— Start Excerpt —

Expressive Timing Extraction & Acoustic Alignment of Polyphonic Audio to MIDI Based on MATCH


EE 675 Approaches to Music Cognition
Musical Prosody and Interpretation University of Southern California
Spring 2010

Question

Can expressive tempo be automatically measured reliably from an audio sample?

Idea & Method

Tempo rubato is one commonly studied metric of musical prosody. Usually, it is calculated from manual annotation of note onset times. Rubato is calculated as the a percentage change in instantaneous tempo. Sonic Visualizer is a modern tool which allows such manual onset annontations. This manual method, however, is tedious and time consuming. It would be desired to have an automated method for extracting this kind of information.
MIDI representations contain information of all the note onsets for a piece and can thus be used as an annotation. The MATCH algorithm is used to acoustically align sets of similar recordings (1). The algorithm has been implemented in JAVA for alignment but is currently unable to playback the two aligned recordings simultaneously. The alignment process works by way of dynamic time-warping one of the recordings to minimize the perceptual spectral differences between the pieces. If we have a MIDI represenation available, we can use the synthesized version to align a corresponding recording. The result of the MATCH algorithm is time-map which relates time in one recording to time in the other. Using this time-map, we can warp the onsets available from the MIDI to generate an expressive version.
The comparison of the inter-onset intervals (IOS's) between the MIDI and aligned recording results in a measure of relative tempo since the metrical level of onsets in MIDI format are ambiguous. If, however, the MIDI represents an a true constance (known) tempo with expressionless timing, then relative tempo is equivalent to its absolute tempo rubato.

Diagram

Symbolic and Recorded Musical Sources

Monophonic Alignment

-Two MIDI/mp3 pairs were tested, one, Moonlight Sonata played by Maurizio Pollini was tested and aligned with a synthesized MIDI version of the same piece.

Spectrogram of first 15 seconds of a recording of Beethoven's Moonlight Sonata (Pollini) alongside the same for the MIDI. (Hamming Window size = 2048 (46ms), hop size 20 ms). Moonlight Recording Spectrogram

Spectrogram plots showing only the increase in energy spectral density for first 15 seconds of a recording of Beethoven's Moonlight Sonata (Pollini) and corresponding MIDI. Moonlight Increase in Spectral Energy vs. Time

Increase in energy spectral density using a nonlinear bin spacing for first 15 seconds of a synthesized MIDI version of the same piece. The nonlinear frequency bins map low frequencies (< 370 Hz) linearly to bin numbers and high frequencies (> 370 Hz) to a logrithmic semitone bin spacing. Energies at frequencies above 12.5 KHz are all summed together in the highest bin number following MATCH (1). Moonlight MATCH Features

Cost matrix from dynamic time-warping between Moonlight Sonata MIDI and recording showing the path of total cost. The cost of alignment between two frames is calculated as the euclidean distance between the 80-element non-linear frequency bin vectors. Moonlight Cost Matrix

Relative tempo for Moonlight sonata between MIDI and Pollini's recording. This shows the relative tempo that is automatically calculated from the MIDI onset information throught the dynamic time-warping as well as that which is obtained through manual annotation using Sonic Visualizer. Moonlight Relative Tempo (Smoothed)

— End Excerpt —
— Start Data extract —

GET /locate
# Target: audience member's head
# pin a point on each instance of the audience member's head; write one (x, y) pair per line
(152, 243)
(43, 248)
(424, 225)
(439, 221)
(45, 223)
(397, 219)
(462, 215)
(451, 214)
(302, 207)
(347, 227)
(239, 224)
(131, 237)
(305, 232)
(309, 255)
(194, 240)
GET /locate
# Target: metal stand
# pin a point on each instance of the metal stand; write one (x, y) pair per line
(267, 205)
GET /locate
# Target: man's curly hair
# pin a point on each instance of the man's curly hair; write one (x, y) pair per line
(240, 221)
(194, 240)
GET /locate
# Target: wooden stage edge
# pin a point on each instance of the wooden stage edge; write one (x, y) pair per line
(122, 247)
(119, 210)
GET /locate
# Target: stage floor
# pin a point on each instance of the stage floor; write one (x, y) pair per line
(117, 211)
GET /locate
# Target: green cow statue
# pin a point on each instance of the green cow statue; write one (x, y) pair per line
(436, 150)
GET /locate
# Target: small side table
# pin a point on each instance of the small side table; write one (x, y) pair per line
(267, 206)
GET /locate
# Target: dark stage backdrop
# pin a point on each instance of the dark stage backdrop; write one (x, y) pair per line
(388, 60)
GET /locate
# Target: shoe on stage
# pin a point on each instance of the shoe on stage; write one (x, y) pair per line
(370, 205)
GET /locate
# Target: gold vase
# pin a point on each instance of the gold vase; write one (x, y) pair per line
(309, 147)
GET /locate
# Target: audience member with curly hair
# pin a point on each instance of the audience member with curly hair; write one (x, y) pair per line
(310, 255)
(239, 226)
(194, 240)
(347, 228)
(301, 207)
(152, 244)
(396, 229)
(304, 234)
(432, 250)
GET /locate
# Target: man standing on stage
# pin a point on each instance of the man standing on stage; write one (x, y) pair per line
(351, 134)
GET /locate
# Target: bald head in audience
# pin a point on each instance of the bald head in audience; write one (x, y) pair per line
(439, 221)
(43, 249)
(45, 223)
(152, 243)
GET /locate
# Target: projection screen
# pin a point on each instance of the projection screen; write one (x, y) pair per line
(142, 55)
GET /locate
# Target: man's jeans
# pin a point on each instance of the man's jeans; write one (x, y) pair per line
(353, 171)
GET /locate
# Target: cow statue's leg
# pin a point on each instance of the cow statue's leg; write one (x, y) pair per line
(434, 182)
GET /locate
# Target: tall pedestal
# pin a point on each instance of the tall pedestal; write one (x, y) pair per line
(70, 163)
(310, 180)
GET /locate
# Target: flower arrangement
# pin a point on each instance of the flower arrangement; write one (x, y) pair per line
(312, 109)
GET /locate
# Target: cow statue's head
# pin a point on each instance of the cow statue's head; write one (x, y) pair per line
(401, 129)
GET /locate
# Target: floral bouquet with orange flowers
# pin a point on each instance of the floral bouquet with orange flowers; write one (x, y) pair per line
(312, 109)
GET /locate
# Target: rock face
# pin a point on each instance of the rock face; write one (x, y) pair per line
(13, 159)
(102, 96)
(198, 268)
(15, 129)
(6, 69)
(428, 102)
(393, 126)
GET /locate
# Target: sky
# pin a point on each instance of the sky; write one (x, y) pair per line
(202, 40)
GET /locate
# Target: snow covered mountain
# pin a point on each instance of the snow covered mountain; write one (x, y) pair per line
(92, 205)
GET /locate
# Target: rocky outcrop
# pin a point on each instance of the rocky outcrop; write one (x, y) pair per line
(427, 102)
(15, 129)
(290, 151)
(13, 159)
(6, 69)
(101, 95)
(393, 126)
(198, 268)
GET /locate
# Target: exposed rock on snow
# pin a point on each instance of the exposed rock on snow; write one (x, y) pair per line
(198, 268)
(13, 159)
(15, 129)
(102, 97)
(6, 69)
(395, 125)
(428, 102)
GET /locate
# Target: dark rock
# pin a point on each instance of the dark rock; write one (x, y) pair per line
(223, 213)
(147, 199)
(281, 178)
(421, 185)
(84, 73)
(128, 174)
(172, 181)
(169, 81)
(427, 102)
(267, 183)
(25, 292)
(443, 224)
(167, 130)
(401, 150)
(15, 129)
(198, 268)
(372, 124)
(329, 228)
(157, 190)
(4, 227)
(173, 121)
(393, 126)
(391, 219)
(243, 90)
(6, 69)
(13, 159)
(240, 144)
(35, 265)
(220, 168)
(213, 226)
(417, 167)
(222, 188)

— End Data extract —

» **Written instruction 1**
In the text on audio-to-MIDI alignment, how is the cost of alignment between two frames calculated?
» **Written instruction 2**
Continue the text on audio-to-MIDI alignment from its last line, in the same style.

» **Exercise result 1**
It is the Euclidean distance between the 80-element non-linear frequency bin vectors of the two frames.

» **Exercise result 2**
Aligning MIDI to Recordings

Aligning the MIDI representation to match the expressive timing of the recording can simply be accomplished by reversing the source and target audio files given to the MATCH implementation. However, we can take advantage of the onset information contained with in the MIDI file along with the dynamic time-warp map obtained before to re-map the MIDI onsets producing a new MIDI file with a similar expressive timing characteristic.
Taking the original Moonlight Sonata MIDI and remapping the onsets to match those of Pollini's recording results in this MIDI.

Aligning MIDI to recording

Polyphonic Alignment

The same work was applied to an example of polyphonic music. The Beach Boys hit Wouldn't It Be Nice along with this MIDI provides a more difficult alignment task to test the performance of MATCH. This MIDI is polyphonic but does not model the vocalization in the original recording.

Below is the MATCH feature extraction for the first 15 seconds of Wouldn't it be Nice

Wouldn't it be Nice  MATCH Features

Cost matrix from dynamic time-warping between Wouldn't it be Nice MIDI and recording showing the path of total cost. The cost of alignment between two frames is calculated as the euclidean distance between the 80-element non-linear frequency bin vectors.

Wouldn't it be Nice Cost Matrix

Relative tempo for Wouldn't it be Nice between MIDI and Pollini's recording. This shows the relative tempo that is automatically calculated from the MIDI onset information throught the dynamic time-warping as well as that which is obtained through manual annotation using Sonic Visualizer.

Wouldnt It Be Nice Relative Tempo (Smoothed)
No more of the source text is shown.